Flash memory is a kind of memory that is so cheap and in such high quantity (compared to regular RAM chips) because it supports a limited number of erase cycles.

In a single Flash memory chip, data is segmented in "pages" each with 512 KB or more data, and each such page is further segmented in tiny blocks of 0.5 KB or 4 KB

You can write data in any such tiny block in any such page, but you can't overwrite the block or change the contents. You have to erase the whole page in order to write again data there.

Once a page is erased a number of times, the page becomes read only and you can no longer write data to it.

 

TLC memory stores 3 bits in each memory cell, so there's less "space" used by each bit, which also means the "quality" of the signal is lower, it takes more "processing power" to properly decode the bits when they're retrieved from memory chips and there's also better error correction required in order to correct badly read bits. Because the data is so tightly packed inside memory chips, the pages can only be erased maybe 400 to 600 times before they can no longer reliably store bits and become read only.
========
▶ [PROBLEM 1]: List every word or phrase that the flash memory text puts in quotation marks.
The flash memory text and the rows that follow are unrelated material.
========
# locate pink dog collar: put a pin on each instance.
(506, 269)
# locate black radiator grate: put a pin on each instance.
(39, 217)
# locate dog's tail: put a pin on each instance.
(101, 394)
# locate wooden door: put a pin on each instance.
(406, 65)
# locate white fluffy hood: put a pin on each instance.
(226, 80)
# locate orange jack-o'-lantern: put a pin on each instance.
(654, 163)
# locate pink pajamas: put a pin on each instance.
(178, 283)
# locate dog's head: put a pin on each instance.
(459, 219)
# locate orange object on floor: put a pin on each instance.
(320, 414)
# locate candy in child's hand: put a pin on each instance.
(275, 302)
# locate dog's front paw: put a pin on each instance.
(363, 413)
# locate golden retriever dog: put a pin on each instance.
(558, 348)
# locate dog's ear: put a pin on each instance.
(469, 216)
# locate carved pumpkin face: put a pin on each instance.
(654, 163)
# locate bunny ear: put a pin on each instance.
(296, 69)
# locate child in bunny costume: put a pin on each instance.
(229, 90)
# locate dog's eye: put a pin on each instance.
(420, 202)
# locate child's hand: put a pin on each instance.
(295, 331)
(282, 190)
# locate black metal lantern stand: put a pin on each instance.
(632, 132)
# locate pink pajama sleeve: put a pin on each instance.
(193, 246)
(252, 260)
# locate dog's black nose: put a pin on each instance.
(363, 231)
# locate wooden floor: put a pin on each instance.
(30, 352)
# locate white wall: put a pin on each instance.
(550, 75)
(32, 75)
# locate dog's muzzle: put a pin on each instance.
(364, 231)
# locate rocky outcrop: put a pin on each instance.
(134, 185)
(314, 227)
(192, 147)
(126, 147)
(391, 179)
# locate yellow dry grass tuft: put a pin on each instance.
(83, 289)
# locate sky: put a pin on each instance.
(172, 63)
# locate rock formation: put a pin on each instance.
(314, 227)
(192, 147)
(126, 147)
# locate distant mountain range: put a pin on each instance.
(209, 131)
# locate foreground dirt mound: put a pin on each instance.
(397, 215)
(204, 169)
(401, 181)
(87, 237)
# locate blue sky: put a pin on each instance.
========
▶ [PROBLEM 2]: Output the rows unchanged, from the line containing "# locate white wall: put" through the final line of the rows, both included.

▶ [WORKED SOLUTION 1]:
"pages"
"space"
"quality"
"processing power"

▶ [WORKED SOLUTION 2]:
# locate white wall: put a pin on each instance.
(550, 75)
(32, 75)
# locate dog's muzzle: put a pin on each instance.
(364, 231)
# locate rocky outcrop: put a pin on each instance.
(134, 185)
(314, 227)
(192, 147)
(126, 147)
(391, 179)
# locate yellow dry grass tuft: put a pin on each instance.
(83, 289)
# locate sky: put a pin on each instance.
(172, 63)
# locate rock formation: put a pin on each instance.
(314, 227)
(192, 147)
(126, 147)
# locate distant mountain range: put a pin on each instance.
(209, 131)
# locate foreground dirt mound: put a pin on each instance.
(397, 215)
(204, 169)
(401, 181)
(87, 237)
# locate blue sky: put a pin on each instance.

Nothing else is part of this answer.